---------- Rows ----------
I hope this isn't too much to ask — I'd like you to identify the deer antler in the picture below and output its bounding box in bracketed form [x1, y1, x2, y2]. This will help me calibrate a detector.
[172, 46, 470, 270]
----------
---------- Rows ----------
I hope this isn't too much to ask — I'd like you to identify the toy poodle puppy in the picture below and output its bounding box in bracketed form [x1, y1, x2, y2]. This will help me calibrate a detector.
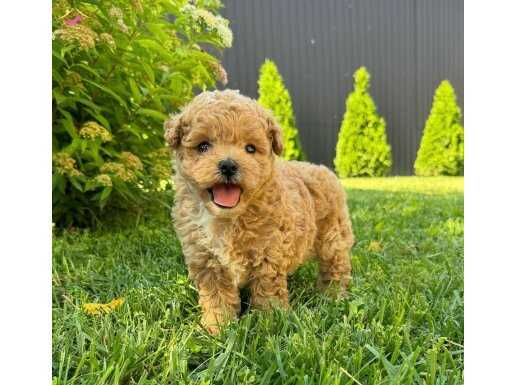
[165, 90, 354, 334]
----------
---------- Rows ----------
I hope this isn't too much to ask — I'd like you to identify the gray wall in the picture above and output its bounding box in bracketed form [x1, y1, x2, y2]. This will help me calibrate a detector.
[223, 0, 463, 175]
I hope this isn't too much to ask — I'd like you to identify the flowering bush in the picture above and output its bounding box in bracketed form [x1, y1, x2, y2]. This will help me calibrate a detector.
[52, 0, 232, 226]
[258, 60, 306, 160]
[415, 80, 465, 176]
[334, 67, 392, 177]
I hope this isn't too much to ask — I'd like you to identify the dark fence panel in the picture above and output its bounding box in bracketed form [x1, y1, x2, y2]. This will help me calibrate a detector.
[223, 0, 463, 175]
----------
Could you print the rows above word for word, from the line containing "identify the toy" down through the line containing "[165, 90, 354, 334]", both included? Leave the pictures out.

I hope this isn't too much to ask — I'd like you to identify the toy poodle puppy in the picture below and output its bounding box in bracketed form [x1, y1, x2, y2]. This will help me calibrate a detector.
[165, 90, 354, 334]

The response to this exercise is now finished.